**Exercise prompt**
Can you reproduce every item below word for word, leaving the pictures out of your answer?

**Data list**
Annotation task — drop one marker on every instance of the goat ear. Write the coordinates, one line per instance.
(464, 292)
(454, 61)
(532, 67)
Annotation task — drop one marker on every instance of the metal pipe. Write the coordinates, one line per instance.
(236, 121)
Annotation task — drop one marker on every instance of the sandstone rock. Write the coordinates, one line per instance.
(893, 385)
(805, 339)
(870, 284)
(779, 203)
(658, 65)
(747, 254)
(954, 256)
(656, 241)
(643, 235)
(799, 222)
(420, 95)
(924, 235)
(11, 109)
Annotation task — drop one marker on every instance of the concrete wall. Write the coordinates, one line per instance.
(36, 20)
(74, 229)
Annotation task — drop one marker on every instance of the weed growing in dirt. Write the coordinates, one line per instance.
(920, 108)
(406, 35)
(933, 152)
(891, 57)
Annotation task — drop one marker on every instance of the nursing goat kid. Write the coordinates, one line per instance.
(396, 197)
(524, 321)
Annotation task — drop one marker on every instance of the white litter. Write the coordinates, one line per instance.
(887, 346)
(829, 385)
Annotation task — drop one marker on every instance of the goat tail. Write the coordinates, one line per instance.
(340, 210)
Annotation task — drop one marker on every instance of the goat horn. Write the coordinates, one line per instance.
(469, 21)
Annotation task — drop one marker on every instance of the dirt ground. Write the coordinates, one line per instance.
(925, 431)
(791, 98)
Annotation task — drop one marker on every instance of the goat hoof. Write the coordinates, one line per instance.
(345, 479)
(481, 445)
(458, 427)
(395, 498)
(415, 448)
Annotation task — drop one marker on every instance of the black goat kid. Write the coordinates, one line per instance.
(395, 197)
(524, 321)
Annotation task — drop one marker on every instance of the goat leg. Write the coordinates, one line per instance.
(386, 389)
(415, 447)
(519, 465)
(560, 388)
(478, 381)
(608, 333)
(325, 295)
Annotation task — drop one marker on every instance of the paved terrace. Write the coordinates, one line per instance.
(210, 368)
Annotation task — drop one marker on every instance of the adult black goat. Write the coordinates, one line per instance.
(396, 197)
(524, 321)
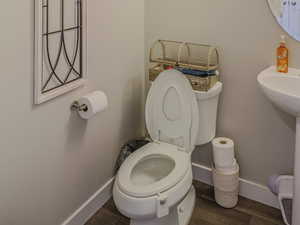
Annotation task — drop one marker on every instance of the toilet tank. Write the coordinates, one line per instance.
(208, 109)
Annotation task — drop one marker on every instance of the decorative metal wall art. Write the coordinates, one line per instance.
(60, 47)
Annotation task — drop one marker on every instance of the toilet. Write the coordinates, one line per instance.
(154, 184)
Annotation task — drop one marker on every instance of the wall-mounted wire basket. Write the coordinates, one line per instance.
(199, 62)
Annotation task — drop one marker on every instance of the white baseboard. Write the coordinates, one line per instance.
(248, 189)
(201, 173)
(91, 206)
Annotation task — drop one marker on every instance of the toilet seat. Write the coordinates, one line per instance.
(133, 177)
(172, 113)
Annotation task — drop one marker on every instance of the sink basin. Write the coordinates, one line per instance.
(282, 89)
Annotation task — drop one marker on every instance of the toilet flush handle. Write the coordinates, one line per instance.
(162, 206)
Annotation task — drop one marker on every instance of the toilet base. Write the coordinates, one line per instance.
(180, 214)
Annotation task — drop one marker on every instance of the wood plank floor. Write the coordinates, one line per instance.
(206, 212)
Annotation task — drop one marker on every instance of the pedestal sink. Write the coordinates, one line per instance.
(283, 90)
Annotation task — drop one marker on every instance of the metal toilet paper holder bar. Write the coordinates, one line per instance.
(79, 108)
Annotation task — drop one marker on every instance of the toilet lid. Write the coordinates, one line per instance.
(172, 114)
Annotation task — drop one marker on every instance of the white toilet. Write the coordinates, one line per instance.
(154, 184)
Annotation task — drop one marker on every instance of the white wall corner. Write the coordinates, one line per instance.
(248, 189)
(92, 205)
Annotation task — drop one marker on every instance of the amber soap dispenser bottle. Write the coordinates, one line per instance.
(282, 57)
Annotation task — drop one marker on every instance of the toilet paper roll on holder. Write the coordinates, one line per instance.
(79, 107)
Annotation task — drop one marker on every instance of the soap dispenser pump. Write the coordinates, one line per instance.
(282, 56)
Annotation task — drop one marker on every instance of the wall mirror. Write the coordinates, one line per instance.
(287, 14)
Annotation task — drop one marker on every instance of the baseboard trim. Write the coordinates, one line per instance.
(248, 189)
(91, 206)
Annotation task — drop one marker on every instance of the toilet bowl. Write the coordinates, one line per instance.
(154, 184)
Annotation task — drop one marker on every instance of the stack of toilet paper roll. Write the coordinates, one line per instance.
(225, 173)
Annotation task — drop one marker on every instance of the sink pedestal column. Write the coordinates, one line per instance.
(296, 199)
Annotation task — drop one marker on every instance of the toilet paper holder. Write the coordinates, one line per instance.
(79, 108)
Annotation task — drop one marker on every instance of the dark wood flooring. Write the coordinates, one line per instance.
(206, 212)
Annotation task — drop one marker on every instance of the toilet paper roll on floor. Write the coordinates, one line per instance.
(95, 102)
(223, 153)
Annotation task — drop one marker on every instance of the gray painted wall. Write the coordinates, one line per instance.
(247, 36)
(51, 161)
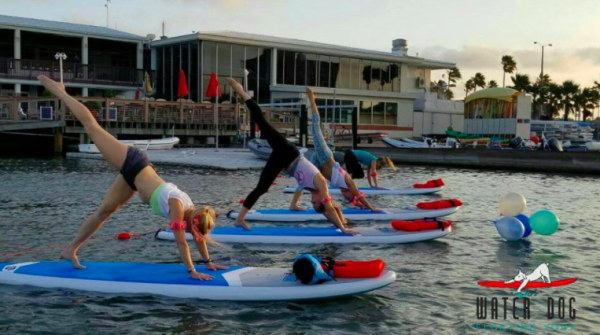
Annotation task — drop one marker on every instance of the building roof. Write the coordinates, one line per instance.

**The response**
Annotation task — drop one marker on every instance of the goat ear. Write the coordinates, one line per instance.
(464, 292)
(454, 61)
(532, 67)
Annotation task — drop one marker on every instance of the metal pipe. Write the coordinates, one line per instance.
(236, 121)
Annotation task — drop one marker on every instance of the sandstone rock. Write the coordinates, one line per instance.
(893, 385)
(805, 339)
(870, 284)
(779, 203)
(658, 65)
(747, 254)
(954, 256)
(656, 241)
(643, 235)
(799, 222)
(420, 95)
(924, 235)
(11, 109)
Annotation task — drop one marker on every instance of the concrete wall. Write the coordinates, one line per instance.
(36, 20)
(74, 229)
Annotation task — drop one marker on every instance of the weed growing in dirt. Write the coordinates, one line per instance.
(920, 108)
(406, 35)
(933, 152)
(891, 57)
Annotation task — drop one marker on every instance of the nursing goat kid. Write the coordinates, one line per instance.
(396, 197)
(524, 321)
Annotation task — drop one marker on every instance of the white litter. Write the coordinates, one line per instance.
(887, 346)
(829, 385)
Annotation task — drop one marker on every instance of the goat tail. Write the coordinates, one line per instance.
(340, 210)
Annotation task — drop one marker on every instance of the goat horn. Write the coordinates, one line per instance.
(469, 21)
Annotation task — drop one marker on every instance of the dirt ground. Write the coordinates, one line per instance.
(925, 431)
(791, 98)
Annotation task — drop one marker on every instance of the goat hoof. Write the coordinates, one line per instance.
(345, 479)
(481, 445)
(458, 427)
(395, 498)
(415, 448)
Annotation task — drop one marker on every instance of the black goat kid. Write the coordinates, one line per instance.
(395, 197)
(524, 321)
Annotation task — drop one marker on every instance of the goat leg. Write the coordinates, one line per instance.
(386, 389)
(415, 447)
(519, 465)
(560, 388)
(478, 381)
(608, 333)
(325, 295)
Annotation task — drop one marker on every instance of the paved terrace. Write the coordinates, one line per instance.
(210, 368)
Annotation task — drop one marker on every instance of the adult black goat. Write the coordinates, one line per instance.
(396, 197)
(524, 321)
Annotation task — drop one marker on every instance of the toilet tank. Write the coordinates, one line per instance.
(208, 109)
Annotation task — drop one marker on every instance of the decorative metal wall art. Write the coordinates, one line per instance.
(60, 47)
Annotation task — drop one marker on every instance of the toilet. Write the coordinates, one line per instance.
(154, 184)
Annotation task — drop one marker on every instance of the wall-mounted wire basket. Write the coordinates, one line per instance.
(199, 62)
Annotation task — drop one marker on every instance of the white baseboard. Write the coordinates, one line per instance.
(248, 189)
(201, 173)
(91, 206)
Annotation task — drop one marker on every instance of the toilet seat. Write the coordinates, one line per instance.
(133, 177)
(172, 113)
Annotation task — drop one marker on every instance of the sink basin. Write the coordinates, one line per instance.
(282, 89)
Annotation task — drop one marker on every instance of the toilet flush handle. Write the coordinates, one line per instance.
(162, 206)
Annotation task — drop one marker on every instance of the toilet base. Write the coordinates, one line per instance.
(180, 214)
Annotation task — drop one marker on every instance of the wood plank floor. Write the coordinates, one line per instance.
(206, 212)
Annotation task — drop one marker on every instance of the pedestal sink. Write the coordinates, one line per instance.
(283, 90)
Annotation task — drop one marker on every instance of the metal toilet paper holder bar. Write the coordinates, one line per instance.
(79, 108)
Annotation task — drop one marker on every instance of the toilet lid. Write the coordinates, one line per instance.
(172, 114)
Annotation task — drop one marker on every instance of the white toilet. Write the coordinates, one line per instance.
(154, 184)
Annotation task — drop one marker on every instance of the white wall corner. Write the coordinates, one line per instance.
(248, 189)
(92, 205)
Annotation task — drop one marker on every instance of the amber soap dispenser bottle. Write the coordinates, one line per instance.
(282, 57)
Annotation task — drop one marker on every instance of the toilet paper roll on holder. Write the coordinates, one line per instance.
(79, 107)
Annotation task — drop one marker on every instance of the soap dispenser pump. Write the coordinates, one line per instance.
(282, 56)
Annotation task — drop one marker on every instance of the wall mirror. Write the coordinates, one line per instance.
(287, 14)
Annotation task — drop one marker on every instance of the baseboard trim. Write the coordinates, one line per instance.
(248, 189)
(91, 206)
Annotation task — drop one marker on every instance of the toilet bowl. Write the coordinates, one line per instance.
(154, 184)
Annotation task — drop one marker on every instance of the stack of toilet paper roll. Write the coordinates, one line per instance.
(225, 173)
Annotation task — drop one marker on every instance of the sink pedestal column. Write the coordinates, one line per instance.
(296, 199)
Annotation task — drop one marker on every instance of the toilet paper holder. Write the coordinates, one line per instance.
(79, 108)
Annotation task — drop one marker on every instance of the dark wood flooring. Write the coordinates, one line per instance.
(206, 212)
Annotation task — drop one marker on every instance of the toilet paper roll on floor. Write the coordinates, one line per instance.
(95, 102)
(223, 153)
Annotation task — drop one marker on every instance of the gray painted wall. Write the coordinates, one line per instance.
(247, 36)
(51, 161)
Annotation task — drop one marker on every instance of the building roof. Write the coordinates, one line per instance.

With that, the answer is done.